__WHAT NEEDS TO BE DONE__: Below is a listing; retype exactly the line with "drop a point: the silver car" and every line after it through the end, and only those, leaving out the pictures.

__RECORDS TO USE__:
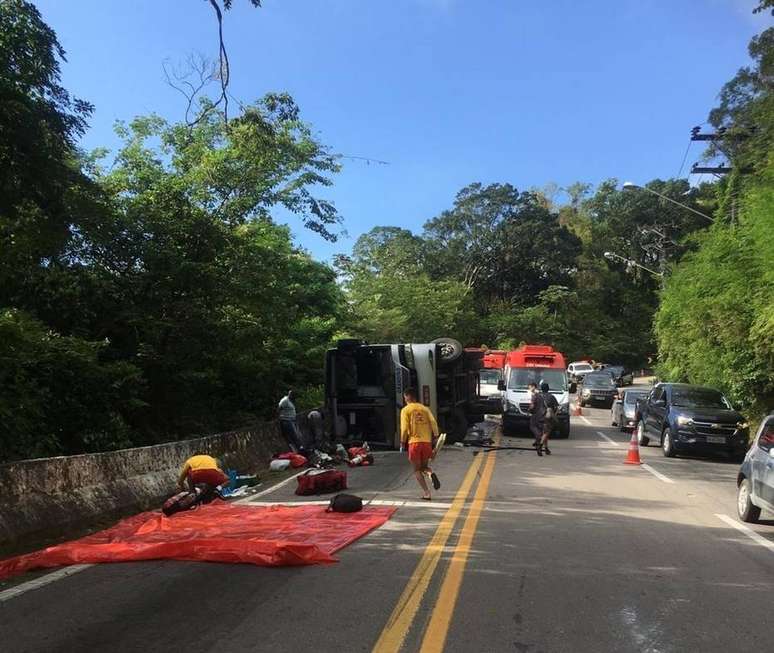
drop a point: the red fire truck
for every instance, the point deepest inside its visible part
(533, 364)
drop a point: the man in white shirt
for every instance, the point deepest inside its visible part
(288, 424)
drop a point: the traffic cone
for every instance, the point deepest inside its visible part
(633, 457)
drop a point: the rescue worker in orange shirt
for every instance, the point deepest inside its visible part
(201, 468)
(418, 428)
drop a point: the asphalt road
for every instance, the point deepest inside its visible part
(570, 552)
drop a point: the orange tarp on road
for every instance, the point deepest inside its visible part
(269, 536)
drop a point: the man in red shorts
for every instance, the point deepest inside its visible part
(201, 468)
(417, 430)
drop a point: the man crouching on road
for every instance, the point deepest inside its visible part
(201, 468)
(417, 430)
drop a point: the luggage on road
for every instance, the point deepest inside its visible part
(345, 503)
(191, 499)
(321, 481)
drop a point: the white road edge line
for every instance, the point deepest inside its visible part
(18, 590)
(749, 532)
(657, 474)
(375, 502)
(269, 490)
(608, 438)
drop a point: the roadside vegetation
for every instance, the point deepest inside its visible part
(150, 294)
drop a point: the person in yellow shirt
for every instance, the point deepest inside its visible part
(418, 428)
(201, 468)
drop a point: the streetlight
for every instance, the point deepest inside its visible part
(629, 185)
(611, 256)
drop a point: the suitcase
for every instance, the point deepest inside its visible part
(320, 481)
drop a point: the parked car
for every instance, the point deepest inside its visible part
(623, 414)
(598, 388)
(576, 371)
(682, 417)
(620, 374)
(755, 481)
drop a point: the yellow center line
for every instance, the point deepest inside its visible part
(397, 626)
(438, 628)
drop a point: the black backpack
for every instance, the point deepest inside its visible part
(551, 404)
(345, 503)
(538, 409)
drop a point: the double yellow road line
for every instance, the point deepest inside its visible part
(400, 621)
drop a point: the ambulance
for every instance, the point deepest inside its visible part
(533, 364)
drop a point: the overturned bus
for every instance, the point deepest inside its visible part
(364, 387)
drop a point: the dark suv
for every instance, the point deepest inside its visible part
(620, 375)
(684, 417)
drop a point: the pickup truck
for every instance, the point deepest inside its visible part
(682, 417)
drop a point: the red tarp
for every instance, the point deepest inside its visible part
(269, 536)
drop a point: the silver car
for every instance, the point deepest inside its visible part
(755, 481)
(622, 412)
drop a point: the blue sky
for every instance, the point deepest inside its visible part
(449, 92)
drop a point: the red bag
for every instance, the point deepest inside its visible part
(320, 481)
(360, 456)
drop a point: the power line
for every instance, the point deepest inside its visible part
(685, 157)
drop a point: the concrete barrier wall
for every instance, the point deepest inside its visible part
(48, 496)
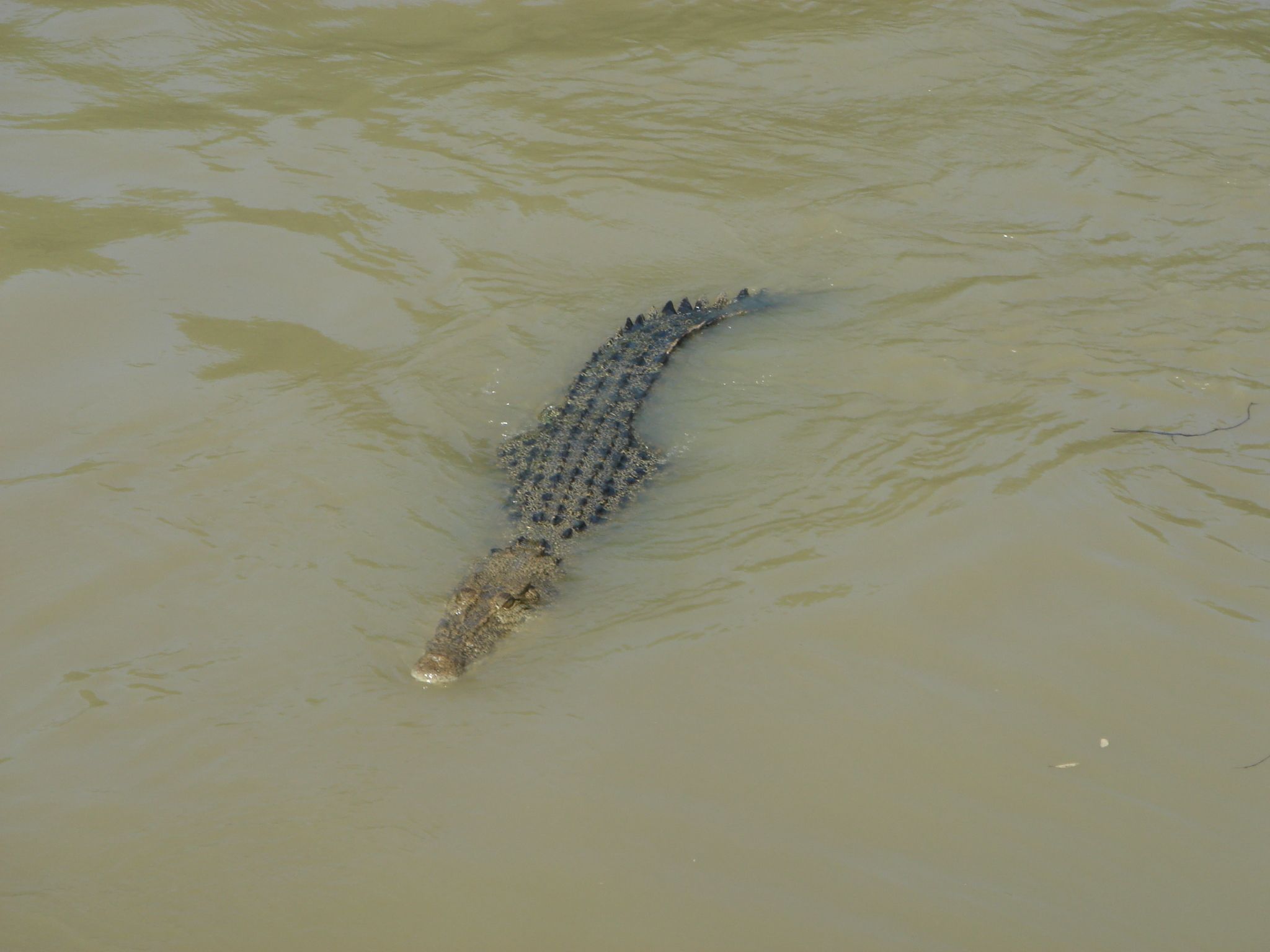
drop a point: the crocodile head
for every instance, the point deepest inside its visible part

__FINAL ANSWER__:
drop a point: the silver car
for every instance, the point deepest inside its visible part
(755, 481)
(622, 412)
drop a point: the blue sky
for every instance, the point deepest inside its visible part
(449, 92)
drop a point: the red bag
for every instance, the point deepest inside its visible part
(320, 481)
(360, 456)
drop a point: the power line
for every instance, the point deepest inside its visible part
(685, 157)
drop a point: the concrete barrier wall
for every instance, the point deepest inside its visible part
(48, 496)
drop a point: the crocodile head
for every instance, the point deepest inside its visible part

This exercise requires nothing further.